TASK PROMPT
The required output is the line that contains "If you could tag the beige" plus every line after it in the listing below, copied exactly as it appears.

DATASET RECORDS
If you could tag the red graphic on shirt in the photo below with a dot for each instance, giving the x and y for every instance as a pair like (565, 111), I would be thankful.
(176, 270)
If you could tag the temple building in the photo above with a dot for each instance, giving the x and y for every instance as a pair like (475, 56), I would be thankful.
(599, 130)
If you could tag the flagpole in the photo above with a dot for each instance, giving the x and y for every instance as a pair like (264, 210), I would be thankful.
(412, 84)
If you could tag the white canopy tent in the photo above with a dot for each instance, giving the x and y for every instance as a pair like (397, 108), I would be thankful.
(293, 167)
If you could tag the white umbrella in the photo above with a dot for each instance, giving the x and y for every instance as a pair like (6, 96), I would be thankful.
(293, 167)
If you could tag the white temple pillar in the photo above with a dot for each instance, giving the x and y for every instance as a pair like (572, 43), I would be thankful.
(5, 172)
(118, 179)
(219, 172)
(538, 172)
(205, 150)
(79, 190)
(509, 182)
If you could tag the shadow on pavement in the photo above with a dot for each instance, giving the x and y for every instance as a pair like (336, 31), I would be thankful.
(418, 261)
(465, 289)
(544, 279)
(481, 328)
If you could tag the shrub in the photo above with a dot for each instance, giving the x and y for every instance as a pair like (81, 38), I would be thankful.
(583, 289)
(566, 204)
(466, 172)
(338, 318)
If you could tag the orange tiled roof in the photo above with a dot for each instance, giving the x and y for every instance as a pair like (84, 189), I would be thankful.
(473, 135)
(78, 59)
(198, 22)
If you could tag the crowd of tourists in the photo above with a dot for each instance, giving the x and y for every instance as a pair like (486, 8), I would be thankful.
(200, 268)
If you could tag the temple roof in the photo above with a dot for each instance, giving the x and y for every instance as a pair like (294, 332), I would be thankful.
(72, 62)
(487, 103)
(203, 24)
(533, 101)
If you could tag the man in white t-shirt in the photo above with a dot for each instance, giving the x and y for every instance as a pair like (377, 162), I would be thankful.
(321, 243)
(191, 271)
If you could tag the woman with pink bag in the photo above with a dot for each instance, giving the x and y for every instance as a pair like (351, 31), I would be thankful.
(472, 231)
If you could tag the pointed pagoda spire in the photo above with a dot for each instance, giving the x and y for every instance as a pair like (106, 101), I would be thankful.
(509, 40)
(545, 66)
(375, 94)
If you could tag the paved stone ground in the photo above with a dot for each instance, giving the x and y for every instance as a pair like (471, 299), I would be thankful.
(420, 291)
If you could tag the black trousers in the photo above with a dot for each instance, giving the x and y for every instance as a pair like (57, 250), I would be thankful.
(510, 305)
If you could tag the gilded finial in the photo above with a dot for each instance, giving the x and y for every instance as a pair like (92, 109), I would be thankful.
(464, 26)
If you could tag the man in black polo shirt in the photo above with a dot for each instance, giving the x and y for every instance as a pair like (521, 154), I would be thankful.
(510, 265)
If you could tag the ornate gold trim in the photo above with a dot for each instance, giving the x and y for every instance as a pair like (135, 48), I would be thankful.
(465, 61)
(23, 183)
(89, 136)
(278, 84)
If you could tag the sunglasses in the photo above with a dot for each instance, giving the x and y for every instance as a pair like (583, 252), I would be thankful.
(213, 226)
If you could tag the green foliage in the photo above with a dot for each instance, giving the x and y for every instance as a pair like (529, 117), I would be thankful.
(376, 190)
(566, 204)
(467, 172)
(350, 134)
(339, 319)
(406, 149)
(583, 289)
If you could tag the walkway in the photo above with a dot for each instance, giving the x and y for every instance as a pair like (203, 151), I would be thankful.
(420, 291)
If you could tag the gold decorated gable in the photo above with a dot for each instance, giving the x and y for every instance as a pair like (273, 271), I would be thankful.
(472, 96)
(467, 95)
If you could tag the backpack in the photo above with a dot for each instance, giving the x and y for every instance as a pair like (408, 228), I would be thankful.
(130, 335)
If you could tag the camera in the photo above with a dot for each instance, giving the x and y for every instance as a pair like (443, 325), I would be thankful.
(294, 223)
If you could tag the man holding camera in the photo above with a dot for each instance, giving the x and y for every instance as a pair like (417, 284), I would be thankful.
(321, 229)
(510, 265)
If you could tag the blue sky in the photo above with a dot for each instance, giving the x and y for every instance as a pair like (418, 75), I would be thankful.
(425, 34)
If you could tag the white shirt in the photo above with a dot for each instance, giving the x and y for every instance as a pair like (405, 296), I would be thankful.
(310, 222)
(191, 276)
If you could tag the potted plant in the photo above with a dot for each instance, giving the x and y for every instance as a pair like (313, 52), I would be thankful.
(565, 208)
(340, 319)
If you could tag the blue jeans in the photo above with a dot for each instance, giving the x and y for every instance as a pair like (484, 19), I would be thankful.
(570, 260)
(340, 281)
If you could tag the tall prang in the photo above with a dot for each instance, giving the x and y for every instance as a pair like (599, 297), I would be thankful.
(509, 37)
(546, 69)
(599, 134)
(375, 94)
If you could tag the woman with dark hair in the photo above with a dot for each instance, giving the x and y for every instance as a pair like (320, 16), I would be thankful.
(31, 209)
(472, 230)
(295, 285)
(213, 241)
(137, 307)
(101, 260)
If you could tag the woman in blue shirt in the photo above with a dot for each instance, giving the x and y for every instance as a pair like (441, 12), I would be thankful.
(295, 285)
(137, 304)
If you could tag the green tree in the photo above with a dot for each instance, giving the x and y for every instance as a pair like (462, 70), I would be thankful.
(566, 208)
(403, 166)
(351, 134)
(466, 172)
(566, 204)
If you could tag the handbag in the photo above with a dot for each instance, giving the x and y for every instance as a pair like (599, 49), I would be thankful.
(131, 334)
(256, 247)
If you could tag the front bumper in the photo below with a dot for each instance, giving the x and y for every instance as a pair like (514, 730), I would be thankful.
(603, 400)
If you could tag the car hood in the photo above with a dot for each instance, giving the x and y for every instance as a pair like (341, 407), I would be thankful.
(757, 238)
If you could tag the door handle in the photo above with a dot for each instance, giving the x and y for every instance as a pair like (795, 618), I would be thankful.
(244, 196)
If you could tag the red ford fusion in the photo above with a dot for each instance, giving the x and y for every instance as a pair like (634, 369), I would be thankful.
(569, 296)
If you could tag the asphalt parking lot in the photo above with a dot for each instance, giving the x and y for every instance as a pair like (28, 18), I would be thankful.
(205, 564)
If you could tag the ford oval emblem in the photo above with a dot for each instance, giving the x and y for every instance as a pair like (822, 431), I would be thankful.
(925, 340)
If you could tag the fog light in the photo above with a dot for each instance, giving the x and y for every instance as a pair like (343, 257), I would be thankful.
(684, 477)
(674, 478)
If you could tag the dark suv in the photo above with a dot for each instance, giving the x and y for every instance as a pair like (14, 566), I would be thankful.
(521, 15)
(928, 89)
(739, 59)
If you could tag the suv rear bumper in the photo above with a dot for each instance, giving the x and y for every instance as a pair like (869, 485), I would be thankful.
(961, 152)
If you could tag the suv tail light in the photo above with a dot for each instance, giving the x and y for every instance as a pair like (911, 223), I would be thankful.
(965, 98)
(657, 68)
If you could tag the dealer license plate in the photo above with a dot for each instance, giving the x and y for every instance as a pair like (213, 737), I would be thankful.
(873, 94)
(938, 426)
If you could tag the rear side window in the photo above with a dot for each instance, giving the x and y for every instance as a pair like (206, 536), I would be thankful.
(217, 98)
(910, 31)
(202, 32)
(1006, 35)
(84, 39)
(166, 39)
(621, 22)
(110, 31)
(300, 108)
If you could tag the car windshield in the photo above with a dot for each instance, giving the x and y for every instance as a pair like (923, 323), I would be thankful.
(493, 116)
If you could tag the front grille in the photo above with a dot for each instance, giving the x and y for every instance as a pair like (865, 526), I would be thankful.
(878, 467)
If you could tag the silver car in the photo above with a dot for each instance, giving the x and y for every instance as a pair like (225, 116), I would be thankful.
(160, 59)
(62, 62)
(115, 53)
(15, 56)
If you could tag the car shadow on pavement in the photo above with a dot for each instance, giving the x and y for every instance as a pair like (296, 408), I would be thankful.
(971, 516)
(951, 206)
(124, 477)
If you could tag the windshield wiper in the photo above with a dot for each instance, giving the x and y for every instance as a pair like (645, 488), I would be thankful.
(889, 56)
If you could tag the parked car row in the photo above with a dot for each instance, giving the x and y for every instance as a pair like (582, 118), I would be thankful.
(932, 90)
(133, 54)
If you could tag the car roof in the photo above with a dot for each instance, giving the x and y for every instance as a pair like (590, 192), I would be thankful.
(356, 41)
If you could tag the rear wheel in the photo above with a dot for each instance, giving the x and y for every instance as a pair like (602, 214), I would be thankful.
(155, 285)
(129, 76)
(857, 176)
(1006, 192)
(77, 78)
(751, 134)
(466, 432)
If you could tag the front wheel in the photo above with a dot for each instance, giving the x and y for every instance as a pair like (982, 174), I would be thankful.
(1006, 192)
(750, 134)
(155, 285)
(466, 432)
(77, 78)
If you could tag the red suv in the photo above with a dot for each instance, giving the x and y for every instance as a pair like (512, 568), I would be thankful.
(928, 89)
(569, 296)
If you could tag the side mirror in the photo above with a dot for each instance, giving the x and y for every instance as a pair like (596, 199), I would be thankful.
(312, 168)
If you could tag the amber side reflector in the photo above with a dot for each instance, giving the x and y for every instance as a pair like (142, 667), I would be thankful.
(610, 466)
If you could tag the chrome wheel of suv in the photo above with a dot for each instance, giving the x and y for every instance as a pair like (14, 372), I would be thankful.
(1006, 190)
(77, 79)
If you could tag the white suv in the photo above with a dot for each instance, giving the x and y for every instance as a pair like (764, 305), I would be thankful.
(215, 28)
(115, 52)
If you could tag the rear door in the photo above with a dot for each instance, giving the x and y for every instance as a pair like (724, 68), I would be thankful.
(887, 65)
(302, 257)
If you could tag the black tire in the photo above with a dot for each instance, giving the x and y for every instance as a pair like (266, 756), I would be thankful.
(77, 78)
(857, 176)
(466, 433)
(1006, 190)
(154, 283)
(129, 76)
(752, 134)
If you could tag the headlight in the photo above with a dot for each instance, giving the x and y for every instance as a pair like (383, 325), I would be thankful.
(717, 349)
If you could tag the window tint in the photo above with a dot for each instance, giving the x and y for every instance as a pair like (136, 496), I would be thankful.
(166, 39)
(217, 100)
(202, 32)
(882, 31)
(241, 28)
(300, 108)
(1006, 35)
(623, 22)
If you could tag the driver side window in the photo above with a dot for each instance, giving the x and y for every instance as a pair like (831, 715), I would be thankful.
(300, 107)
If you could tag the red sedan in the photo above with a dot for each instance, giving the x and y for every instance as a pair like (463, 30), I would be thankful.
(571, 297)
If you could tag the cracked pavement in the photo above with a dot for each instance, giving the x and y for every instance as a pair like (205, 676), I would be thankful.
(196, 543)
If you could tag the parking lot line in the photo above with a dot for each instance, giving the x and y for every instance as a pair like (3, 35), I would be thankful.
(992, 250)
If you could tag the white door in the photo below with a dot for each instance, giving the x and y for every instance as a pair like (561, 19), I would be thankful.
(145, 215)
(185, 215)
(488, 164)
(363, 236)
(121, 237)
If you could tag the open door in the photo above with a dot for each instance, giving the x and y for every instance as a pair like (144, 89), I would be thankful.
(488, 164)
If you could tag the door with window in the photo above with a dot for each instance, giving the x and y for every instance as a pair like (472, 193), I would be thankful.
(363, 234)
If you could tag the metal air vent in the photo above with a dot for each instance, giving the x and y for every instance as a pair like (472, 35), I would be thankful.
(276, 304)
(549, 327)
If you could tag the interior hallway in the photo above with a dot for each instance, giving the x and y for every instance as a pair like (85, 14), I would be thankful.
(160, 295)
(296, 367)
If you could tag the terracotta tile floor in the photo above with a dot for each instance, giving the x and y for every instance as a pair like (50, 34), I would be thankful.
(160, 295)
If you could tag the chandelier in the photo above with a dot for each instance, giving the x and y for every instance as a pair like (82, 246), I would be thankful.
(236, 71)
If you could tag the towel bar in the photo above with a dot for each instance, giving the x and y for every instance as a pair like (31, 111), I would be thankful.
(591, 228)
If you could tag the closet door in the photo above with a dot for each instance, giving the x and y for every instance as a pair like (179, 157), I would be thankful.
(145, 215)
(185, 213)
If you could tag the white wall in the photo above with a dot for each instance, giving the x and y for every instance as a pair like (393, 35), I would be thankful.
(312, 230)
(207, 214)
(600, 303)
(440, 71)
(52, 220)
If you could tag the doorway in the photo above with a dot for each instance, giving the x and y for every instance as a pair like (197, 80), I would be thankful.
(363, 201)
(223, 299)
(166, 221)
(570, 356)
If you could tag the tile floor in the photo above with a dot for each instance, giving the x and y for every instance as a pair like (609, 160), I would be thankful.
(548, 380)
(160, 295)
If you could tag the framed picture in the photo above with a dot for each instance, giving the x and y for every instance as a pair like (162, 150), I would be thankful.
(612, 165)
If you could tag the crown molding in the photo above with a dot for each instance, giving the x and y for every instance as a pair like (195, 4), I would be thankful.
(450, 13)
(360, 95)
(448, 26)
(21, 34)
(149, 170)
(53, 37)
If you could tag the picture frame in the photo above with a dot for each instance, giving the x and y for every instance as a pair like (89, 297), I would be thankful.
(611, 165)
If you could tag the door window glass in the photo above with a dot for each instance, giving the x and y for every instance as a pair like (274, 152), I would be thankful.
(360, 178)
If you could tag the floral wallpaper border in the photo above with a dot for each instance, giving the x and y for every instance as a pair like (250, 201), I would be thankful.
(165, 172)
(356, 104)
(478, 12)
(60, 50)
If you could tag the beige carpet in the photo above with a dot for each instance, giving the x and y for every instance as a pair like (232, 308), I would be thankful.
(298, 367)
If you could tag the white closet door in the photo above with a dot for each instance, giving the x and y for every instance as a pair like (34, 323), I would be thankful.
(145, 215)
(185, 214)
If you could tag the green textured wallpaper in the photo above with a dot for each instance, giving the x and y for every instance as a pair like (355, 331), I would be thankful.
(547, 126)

EXERCISE ANSWER
If you could tag the beige carpet in the photo above with a dot for each instance, giving the x and y for every instance as a pair like (232, 308), I would be thankful.
(298, 367)
If you could tag the white closet door in the photo above with a dot for each instance, giving the x and y for every instance as a pair like (34, 323), I would be thankful.
(145, 215)
(185, 214)
If you could tag the green textured wallpaper in the photo above with a dot for each instance, giving the x and y for every instance as a pair like (355, 331), I would be thankful.
(547, 126)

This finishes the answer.